EXTRACT TO READ:
········
In May 1981, a jury of architects and sculptors announced the results
of a nationwide competition to design a Vietnam Veterans Memorial in
Washington, DC. Congress had authorized the setting aside of three
acres of National Park Service land near the Lincoln Memorial. More
than 1400 design submissions came in, so many they took up more than
35,000 square feet in a hangar at Andrews Air Force Base outside the
capital. Each entry was numbered so that the identities of those
submitting remained anonymous.
The winner, by unanimous vote of the jury, was Number 1026 -- a
massive, horizontal V made from polished black granite: two walls,
each 246 feet, nine inches across, inscribed with the names of more
than 58,000 Americans killed during the Vietnam War. In the words of
Jan Scruggs, the ex-infantryman who came up with the idea of building
a monument, "As you looked at the other designs, they were miniature
Lincoln Memorials. There was the helicopter on the pole, there was the
army helmet with dog tags inside. They seemed so banal and average and
typical compared to this."
········
EXERCISE INPUT:
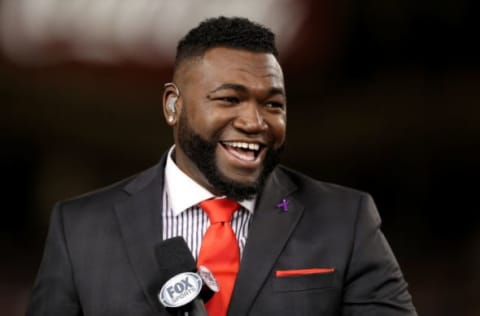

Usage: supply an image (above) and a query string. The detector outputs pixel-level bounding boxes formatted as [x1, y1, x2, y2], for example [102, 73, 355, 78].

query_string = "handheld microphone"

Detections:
[155, 237, 211, 316]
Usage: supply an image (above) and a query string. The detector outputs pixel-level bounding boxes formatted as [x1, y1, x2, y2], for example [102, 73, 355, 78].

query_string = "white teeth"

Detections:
[224, 142, 260, 151]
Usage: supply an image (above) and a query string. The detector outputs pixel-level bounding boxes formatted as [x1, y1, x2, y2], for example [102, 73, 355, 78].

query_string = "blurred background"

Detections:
[0, 0, 480, 316]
········
BRIEF 1:
According to the passage on the Vietnam Veterans Memorial, how many design submissions came in?
BRIEF 2:
Rewrite the listing from its first line up to and including the line with "[155, 237, 211, 316]", changing "handheld microphone" to "wireless microphone" and keeping everything else the same. Leave the pictures out.

FULL ANSWER 1:
More than 1400.

FULL ANSWER 2:
Usage: supply an image (above) and a query string. The detector outputs pixel-level bounding boxes formatted as [x1, y1, x2, y2], for example [102, 73, 355, 78].

query_string = "wireless microphone"

Detections:
[155, 237, 211, 316]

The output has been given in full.